# BRIEF
Repeat, word for word, each of the records shown below, without their pictures.

(Stored items)
□ □ □ □
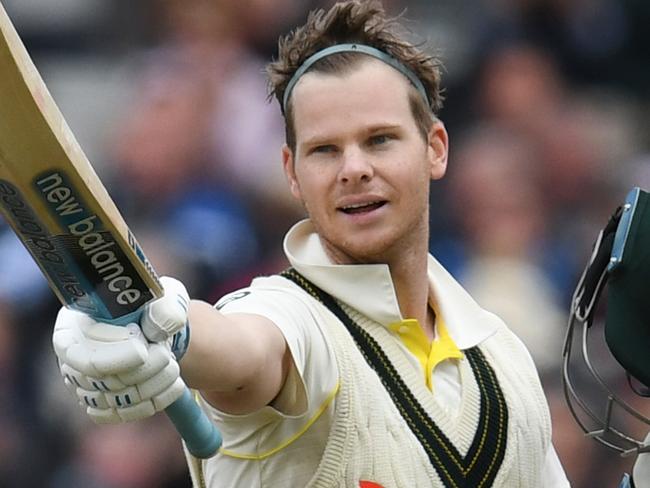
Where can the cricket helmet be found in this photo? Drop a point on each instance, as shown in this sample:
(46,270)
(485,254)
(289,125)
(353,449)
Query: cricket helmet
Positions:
(619,269)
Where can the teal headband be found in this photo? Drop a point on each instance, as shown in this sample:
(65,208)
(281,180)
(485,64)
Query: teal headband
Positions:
(353,48)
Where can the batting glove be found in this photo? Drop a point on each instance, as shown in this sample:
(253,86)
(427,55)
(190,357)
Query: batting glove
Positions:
(115,372)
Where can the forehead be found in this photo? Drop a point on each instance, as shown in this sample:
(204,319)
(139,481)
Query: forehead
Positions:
(369,93)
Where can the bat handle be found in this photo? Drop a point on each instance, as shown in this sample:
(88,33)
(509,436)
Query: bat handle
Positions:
(200,435)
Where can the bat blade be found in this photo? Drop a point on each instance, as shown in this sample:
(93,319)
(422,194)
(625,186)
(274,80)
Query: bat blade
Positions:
(54,201)
(56,204)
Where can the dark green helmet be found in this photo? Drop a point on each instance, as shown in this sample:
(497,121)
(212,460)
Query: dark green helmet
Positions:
(620,260)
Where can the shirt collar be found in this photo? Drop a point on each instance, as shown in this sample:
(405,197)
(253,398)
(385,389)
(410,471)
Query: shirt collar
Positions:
(369,288)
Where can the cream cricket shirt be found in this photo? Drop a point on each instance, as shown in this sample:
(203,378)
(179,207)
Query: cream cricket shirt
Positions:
(281,445)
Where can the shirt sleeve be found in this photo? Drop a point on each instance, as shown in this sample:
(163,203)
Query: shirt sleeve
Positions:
(315,373)
(553,473)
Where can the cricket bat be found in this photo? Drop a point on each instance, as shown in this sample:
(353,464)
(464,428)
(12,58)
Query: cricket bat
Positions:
(54,201)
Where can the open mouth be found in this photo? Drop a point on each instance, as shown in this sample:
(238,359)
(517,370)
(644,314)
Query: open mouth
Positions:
(362,207)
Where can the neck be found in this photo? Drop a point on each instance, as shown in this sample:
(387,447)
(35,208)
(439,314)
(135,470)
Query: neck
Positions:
(411,284)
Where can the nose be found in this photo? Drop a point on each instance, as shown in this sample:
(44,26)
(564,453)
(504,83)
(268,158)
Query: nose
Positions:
(355,167)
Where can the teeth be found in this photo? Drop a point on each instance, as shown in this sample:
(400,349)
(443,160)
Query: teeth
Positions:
(359,205)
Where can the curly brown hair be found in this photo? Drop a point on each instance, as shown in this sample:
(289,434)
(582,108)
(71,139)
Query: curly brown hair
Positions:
(353,21)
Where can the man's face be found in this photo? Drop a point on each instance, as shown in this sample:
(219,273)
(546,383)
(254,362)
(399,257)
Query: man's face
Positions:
(361,167)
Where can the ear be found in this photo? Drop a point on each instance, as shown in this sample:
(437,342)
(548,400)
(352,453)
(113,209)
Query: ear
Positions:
(438,150)
(289,166)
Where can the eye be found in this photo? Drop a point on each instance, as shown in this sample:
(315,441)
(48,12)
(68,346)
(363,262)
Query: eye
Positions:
(324,149)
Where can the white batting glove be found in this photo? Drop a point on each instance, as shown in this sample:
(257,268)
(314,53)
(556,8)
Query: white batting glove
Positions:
(167,316)
(114,372)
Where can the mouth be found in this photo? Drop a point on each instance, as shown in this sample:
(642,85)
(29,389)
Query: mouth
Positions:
(359,208)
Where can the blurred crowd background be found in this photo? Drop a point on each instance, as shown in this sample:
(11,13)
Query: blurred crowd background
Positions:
(547,104)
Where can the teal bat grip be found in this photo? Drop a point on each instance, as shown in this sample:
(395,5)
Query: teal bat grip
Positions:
(201,437)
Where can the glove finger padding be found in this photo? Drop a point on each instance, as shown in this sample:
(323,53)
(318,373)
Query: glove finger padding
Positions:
(114,372)
(164,317)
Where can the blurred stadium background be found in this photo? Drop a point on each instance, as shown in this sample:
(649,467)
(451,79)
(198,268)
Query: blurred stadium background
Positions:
(547,104)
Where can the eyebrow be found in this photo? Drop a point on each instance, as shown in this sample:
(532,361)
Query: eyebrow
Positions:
(373,129)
□ □ □ □
# RESULT
Where can the cricket helmet be found in this photo? Drop a point on each instance, as shown in this sample:
(46,270)
(485,254)
(289,125)
(353,449)
Query: cricket helmet
Positions:
(619,269)
Where can the teal headband be found in this photo? Drop a point on each instance, as shown in this sample:
(65,208)
(281,180)
(485,64)
Query: teal headband
Positions:
(353,48)
Where can the batting glove be found in this photo? Drop a point on each instance, as shown in this sample:
(253,86)
(427,55)
(190,357)
Query: batting glove
Positions:
(115,372)
Where can the forehead be found in this photo? Drop a point on each instance, as shown in this sample:
(204,319)
(139,481)
Query: forehead
Positions:
(369,93)
Where can the bat handle be found in this photo? Drop a point on each instance, as shown in this sample:
(88,33)
(509,436)
Query: bat handle
Positions:
(200,435)
Where can the bat blade be found in this photo? Drop a point on each instance, as shown in this sample:
(93,319)
(422,194)
(625,186)
(274,80)
Query: bat blade
Positions:
(54,201)
(56,204)
Where can the dark green helmet be found in this photo? Drop a point on each instance, as shown in this sample:
(497,121)
(212,460)
Query: dark green helmet
Positions:
(620,260)
Where can the shirt collar be found in this photo? Drop a point on each instance, as shown in this sample:
(405,197)
(253,398)
(385,389)
(410,471)
Query: shirt collar
Positions:
(369,288)
Where can the cream cricket shirt be found in this photo? Drop a point on each instance, as shown in this sample:
(203,378)
(179,207)
Query: cream cricket shirt
Positions:
(281,445)
Where can the shirt sleeve be found in this photo? Drop a point on each instance, as shown in this sample:
(163,203)
Query: shirt sleeve
Positions:
(315,373)
(553,473)
Where can the cricket bat be found in this photo? Drop a point on each instance, as shown in this sample:
(353,464)
(464,428)
(12,58)
Query: cricket bat
Positions:
(54,201)
Where can the open mouth be found in this photo? Drop a point on each instance, as shown in this sample:
(238,359)
(517,370)
(644,314)
Query: open mouth
Positions:
(362,207)
Where can the neck be found in this photo? Drop a point on each instance, as shown in this sample:
(387,447)
(35,208)
(439,314)
(135,470)
Query: neck
Positions:
(411,284)
Where can the nose be found in this photo? Drop a point on each instance, as shown in this sample:
(44,26)
(564,453)
(504,83)
(268,158)
Query: nose
Positions:
(355,167)
Where can the teeth be found in this photo? Drop a point on each instance, as shown in this sample:
(400,349)
(443,160)
Query: teeth
Positions:
(359,205)
Where can the curly brown hair be found in this photo? Drop a point on each instance, as shown in this sample:
(289,434)
(582,108)
(71,139)
Query: curly brown hair
Positions:
(353,21)
Where can the man's face be found in this photo? Drop a point on each instance, as shown in this sample:
(219,273)
(546,383)
(254,362)
(399,257)
Query: man's face
Positions:
(361,167)
Where can the ear be found in this photo? Drop a point on each instance, as shown in this sample:
(437,342)
(548,400)
(352,453)
(113,209)
Query: ear
Positions:
(438,150)
(289,166)
Where can the eye be found in this photo? Drop a point on each instance, as shown in this sample:
(315,441)
(48,12)
(68,346)
(363,262)
Query: eye
Positions:
(324,149)
Where can the white batting glove be found in this photo? Drop a point on each instance, as shown in this sample:
(257,268)
(314,53)
(556,8)
Query: white batting glove
Positions:
(167,316)
(114,372)
Where can the mouth be found in this photo? Drop a point on each instance, as shown in this sample:
(642,85)
(29,389)
Query: mouth
Positions:
(359,208)
Where can the blurred crowd background be found in this photo? Drop a point on each instance, as shown in this sample:
(11,13)
Query: blurred crowd background
Positions:
(547,104)
Where can the teal bat grip be found in this photo? Drop a point on each instance, as shown in this sample:
(395,5)
Query: teal bat grip
Positions:
(201,437)
Where can the glove finger padding be found in this photo? Drop a point on each instance, as shown in this sample:
(323,53)
(318,373)
Query: glove finger padding
Positions:
(114,372)
(164,317)
Where can the blurred stadium background be found in this photo? Drop a point on each instance, as shown in this sample:
(649,467)
(451,79)
(198,268)
Query: blurred stadium background
Positions:
(547,104)
Where can the eyebrow be found in this photo? Drop a point on each instance, as shown in this sample:
(532,361)
Query: eyebrow
Positions:
(373,129)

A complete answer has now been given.